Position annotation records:
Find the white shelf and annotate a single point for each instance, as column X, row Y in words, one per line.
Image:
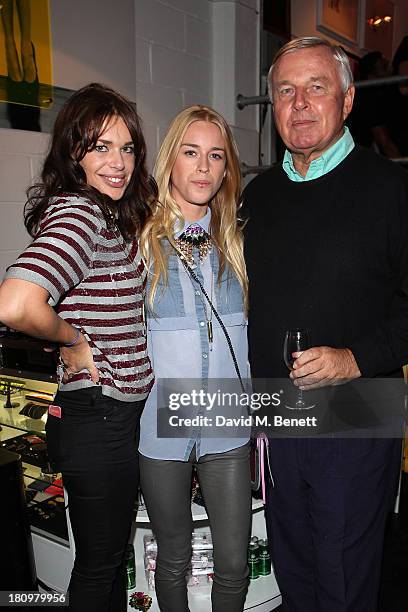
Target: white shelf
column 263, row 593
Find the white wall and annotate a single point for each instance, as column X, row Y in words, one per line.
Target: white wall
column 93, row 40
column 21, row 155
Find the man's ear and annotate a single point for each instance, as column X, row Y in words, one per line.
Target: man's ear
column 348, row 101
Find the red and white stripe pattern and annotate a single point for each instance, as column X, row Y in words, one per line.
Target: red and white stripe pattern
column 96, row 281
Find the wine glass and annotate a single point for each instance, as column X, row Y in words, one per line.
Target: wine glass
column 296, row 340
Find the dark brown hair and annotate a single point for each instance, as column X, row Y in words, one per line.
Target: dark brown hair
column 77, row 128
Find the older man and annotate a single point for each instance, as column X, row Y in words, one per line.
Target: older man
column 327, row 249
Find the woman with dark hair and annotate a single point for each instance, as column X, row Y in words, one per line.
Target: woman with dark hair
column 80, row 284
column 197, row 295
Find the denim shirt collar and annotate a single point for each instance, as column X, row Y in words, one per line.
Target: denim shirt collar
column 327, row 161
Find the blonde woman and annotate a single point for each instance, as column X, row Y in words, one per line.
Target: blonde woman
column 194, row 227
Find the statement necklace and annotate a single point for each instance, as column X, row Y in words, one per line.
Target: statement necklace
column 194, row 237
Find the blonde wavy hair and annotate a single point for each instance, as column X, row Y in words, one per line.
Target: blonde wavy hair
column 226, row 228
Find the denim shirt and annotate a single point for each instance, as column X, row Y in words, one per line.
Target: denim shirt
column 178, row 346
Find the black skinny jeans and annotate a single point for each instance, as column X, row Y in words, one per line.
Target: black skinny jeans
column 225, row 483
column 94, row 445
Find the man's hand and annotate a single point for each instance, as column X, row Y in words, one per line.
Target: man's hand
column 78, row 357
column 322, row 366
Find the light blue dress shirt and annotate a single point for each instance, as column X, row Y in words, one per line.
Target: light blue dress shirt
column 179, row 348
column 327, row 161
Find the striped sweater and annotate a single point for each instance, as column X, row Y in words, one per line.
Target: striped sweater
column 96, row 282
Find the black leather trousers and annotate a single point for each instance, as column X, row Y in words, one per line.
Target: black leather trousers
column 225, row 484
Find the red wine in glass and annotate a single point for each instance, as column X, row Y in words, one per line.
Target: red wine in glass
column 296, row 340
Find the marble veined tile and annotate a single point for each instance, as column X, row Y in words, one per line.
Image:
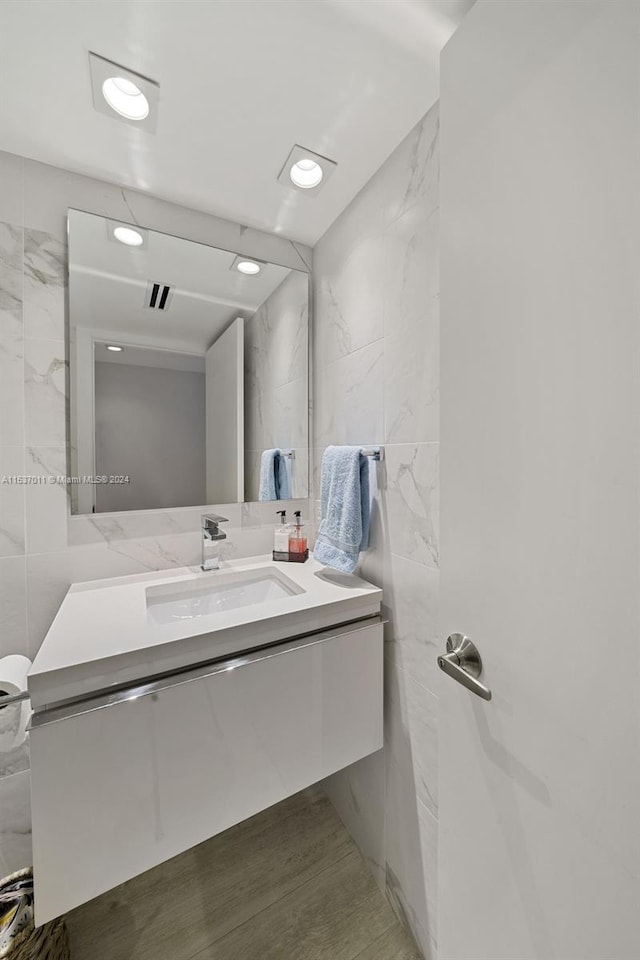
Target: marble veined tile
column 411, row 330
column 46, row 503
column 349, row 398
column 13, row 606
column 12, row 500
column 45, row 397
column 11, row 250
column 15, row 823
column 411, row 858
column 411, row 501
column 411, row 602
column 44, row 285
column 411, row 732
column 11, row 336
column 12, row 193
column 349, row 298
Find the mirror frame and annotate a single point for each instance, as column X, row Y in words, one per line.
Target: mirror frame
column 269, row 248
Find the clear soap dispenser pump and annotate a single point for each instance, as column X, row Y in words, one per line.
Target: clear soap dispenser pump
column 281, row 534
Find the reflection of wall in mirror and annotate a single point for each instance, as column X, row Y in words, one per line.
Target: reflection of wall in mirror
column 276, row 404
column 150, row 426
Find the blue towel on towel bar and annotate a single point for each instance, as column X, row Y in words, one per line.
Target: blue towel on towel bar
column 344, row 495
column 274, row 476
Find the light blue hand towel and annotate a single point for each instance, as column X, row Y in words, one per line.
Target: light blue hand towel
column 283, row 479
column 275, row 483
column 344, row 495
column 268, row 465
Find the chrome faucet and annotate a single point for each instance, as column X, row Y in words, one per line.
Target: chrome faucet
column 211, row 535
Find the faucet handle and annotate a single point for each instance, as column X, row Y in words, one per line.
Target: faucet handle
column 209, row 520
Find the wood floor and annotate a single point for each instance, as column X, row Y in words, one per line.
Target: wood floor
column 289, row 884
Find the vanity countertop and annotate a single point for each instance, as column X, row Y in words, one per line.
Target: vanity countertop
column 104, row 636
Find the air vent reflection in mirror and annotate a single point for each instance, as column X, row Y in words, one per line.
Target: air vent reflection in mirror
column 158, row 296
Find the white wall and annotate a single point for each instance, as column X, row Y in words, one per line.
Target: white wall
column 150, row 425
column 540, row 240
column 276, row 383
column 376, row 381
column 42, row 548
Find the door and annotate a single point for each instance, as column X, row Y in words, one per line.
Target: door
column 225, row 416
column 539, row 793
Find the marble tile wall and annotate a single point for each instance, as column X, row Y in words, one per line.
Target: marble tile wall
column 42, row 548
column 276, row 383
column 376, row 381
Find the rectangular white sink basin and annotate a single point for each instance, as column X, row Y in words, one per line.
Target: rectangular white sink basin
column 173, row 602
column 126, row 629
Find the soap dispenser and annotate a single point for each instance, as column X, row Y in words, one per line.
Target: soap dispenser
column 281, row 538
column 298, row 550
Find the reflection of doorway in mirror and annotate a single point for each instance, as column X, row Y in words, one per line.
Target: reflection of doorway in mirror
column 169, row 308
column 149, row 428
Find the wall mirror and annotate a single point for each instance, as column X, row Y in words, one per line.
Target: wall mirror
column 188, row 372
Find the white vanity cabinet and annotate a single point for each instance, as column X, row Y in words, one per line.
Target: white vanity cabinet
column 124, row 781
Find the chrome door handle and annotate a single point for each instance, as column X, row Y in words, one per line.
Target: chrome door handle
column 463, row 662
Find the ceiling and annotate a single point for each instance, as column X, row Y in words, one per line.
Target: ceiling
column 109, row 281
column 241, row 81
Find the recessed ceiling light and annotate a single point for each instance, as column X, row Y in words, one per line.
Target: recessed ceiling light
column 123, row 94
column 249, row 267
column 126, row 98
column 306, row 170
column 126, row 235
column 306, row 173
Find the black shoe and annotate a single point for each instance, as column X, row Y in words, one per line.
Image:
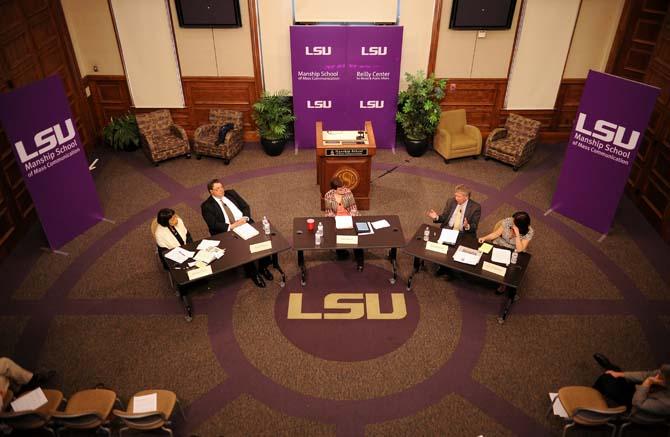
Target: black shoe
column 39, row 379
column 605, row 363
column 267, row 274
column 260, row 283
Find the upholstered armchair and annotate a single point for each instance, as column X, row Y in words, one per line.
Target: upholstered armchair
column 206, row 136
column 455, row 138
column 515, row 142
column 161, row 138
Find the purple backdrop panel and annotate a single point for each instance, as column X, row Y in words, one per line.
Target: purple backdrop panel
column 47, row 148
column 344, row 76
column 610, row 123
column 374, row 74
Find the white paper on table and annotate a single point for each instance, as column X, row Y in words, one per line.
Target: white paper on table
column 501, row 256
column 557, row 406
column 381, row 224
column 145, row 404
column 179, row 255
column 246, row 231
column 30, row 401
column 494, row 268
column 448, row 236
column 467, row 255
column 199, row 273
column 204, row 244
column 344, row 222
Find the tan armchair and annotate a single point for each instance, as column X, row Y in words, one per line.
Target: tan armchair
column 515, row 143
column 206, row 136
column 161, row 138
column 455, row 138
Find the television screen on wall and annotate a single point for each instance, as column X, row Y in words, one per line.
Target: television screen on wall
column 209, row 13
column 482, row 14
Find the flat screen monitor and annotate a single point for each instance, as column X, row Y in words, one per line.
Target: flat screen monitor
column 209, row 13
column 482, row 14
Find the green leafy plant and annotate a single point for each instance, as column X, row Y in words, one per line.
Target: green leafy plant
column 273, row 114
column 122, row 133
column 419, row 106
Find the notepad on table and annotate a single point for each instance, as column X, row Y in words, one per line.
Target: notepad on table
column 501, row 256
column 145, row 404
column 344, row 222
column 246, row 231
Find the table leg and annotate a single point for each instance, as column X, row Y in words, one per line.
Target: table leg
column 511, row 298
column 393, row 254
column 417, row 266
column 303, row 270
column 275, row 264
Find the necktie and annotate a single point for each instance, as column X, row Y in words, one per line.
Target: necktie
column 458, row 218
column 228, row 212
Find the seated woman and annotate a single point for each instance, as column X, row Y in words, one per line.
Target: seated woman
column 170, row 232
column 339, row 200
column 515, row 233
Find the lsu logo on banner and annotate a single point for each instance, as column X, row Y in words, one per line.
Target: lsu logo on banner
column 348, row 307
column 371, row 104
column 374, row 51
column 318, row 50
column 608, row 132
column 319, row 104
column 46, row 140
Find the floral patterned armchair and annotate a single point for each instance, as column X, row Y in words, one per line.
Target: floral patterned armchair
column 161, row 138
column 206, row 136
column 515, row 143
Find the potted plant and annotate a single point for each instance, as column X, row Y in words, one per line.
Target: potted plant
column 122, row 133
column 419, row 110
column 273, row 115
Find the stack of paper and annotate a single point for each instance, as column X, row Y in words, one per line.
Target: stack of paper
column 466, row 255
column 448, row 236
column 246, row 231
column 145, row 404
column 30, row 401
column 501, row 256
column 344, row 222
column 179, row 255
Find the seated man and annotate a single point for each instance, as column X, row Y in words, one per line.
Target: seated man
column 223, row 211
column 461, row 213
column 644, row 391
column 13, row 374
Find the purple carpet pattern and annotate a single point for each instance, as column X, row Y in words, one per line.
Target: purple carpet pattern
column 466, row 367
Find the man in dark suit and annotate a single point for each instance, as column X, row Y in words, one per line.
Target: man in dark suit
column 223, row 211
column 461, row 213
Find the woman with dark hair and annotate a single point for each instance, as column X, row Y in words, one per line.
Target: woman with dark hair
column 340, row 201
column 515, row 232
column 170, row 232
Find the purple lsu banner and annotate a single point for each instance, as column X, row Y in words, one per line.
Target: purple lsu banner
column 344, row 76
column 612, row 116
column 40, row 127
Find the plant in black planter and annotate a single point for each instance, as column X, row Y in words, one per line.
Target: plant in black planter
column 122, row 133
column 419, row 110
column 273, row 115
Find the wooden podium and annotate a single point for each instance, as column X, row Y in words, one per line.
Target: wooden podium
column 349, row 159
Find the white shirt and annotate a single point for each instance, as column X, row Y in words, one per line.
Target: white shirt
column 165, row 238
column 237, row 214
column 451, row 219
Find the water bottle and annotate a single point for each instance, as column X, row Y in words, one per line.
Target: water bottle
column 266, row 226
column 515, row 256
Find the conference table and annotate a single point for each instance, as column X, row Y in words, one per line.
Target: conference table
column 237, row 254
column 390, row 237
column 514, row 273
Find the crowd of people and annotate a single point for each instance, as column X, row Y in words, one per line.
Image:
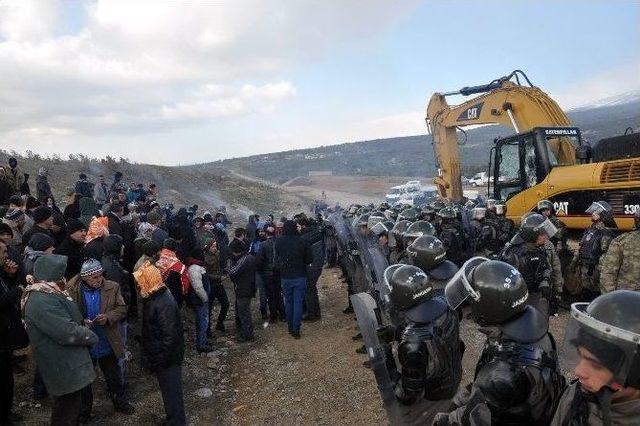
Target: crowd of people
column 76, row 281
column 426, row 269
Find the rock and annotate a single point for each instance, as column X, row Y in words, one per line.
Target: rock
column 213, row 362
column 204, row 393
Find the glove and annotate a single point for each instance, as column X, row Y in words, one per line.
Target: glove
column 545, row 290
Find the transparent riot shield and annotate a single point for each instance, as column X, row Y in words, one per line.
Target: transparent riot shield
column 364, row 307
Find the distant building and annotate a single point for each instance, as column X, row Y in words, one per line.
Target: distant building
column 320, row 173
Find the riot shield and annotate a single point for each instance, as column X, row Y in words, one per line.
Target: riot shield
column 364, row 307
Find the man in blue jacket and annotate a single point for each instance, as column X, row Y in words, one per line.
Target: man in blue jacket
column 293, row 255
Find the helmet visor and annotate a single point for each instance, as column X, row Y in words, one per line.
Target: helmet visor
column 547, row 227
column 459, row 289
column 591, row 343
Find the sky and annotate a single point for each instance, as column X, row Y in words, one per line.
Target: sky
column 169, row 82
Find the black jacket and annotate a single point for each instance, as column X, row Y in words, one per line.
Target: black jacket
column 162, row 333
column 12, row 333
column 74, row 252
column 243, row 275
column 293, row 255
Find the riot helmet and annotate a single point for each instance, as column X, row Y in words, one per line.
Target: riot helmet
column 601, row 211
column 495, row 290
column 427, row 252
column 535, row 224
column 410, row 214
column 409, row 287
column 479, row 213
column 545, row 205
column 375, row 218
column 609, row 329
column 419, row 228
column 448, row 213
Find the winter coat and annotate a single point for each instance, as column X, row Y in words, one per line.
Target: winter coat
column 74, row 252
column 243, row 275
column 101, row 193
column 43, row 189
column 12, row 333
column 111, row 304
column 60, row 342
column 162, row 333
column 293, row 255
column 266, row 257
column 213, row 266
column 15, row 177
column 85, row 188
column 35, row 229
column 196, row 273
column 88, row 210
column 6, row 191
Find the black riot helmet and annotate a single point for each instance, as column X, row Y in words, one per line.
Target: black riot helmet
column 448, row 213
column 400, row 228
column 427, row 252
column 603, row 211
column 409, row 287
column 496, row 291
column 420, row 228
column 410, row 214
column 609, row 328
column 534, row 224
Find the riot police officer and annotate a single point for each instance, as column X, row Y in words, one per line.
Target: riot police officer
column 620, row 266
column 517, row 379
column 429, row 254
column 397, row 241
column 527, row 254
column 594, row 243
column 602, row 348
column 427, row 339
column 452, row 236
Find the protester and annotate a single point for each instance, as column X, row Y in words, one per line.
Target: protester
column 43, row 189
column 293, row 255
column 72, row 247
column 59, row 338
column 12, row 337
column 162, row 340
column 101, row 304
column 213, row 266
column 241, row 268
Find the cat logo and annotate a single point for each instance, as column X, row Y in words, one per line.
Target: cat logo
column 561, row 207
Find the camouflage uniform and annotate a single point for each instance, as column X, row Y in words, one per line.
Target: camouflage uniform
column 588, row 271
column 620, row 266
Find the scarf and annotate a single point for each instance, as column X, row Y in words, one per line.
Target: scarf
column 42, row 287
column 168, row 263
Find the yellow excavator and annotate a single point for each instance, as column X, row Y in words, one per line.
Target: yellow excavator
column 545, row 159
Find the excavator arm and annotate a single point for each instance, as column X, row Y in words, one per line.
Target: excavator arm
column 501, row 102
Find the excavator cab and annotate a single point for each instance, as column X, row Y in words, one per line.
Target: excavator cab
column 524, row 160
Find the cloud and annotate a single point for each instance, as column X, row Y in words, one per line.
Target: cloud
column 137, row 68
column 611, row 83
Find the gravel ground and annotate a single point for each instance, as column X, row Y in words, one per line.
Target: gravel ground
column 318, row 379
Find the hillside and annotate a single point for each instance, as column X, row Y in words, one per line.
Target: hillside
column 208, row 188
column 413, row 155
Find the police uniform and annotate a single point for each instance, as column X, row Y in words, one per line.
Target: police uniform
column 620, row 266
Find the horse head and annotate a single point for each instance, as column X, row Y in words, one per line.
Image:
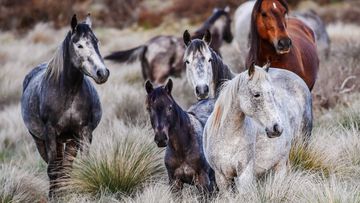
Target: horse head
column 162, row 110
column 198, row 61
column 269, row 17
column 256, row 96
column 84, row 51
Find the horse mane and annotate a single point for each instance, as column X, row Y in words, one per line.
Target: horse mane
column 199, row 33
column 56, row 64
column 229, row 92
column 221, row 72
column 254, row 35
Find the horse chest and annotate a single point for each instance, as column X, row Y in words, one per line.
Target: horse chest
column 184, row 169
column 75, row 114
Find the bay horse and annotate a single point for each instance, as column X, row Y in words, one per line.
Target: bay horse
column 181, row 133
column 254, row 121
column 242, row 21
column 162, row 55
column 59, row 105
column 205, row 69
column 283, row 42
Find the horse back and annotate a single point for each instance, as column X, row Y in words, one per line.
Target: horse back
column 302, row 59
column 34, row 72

__PROBLEM STATEMENT__
Put the listing lines from the line with "Find the gravel" to the line with "column 84, row 51", both ends included, into a JSON list of strings, one string per line with blank lines skipped. Leave the pictures out.

__FINISHED TASK__
[
  "Find the gravel ground and annotate a single point for each instance, as column X, row Y in words, one per line.",
  "Target: gravel ground",
  "column 318, row 379",
  "Find the hillside and annotate a single point for each instance, as column X, row Y in words, one per line.",
  "Target: hillside",
  "column 208, row 188",
  "column 413, row 155",
  "Find the police uniform and annotate a single point for each instance, as column X, row Y in words, one per line.",
  "Target: police uniform",
  "column 620, row 266",
  "Find the horse head and annotate a single point for each instance, as column X, row Y in words, one per line.",
  "Image:",
  "Target: horse head",
  "column 162, row 110",
  "column 198, row 61",
  "column 269, row 17",
  "column 256, row 96",
  "column 84, row 51"
]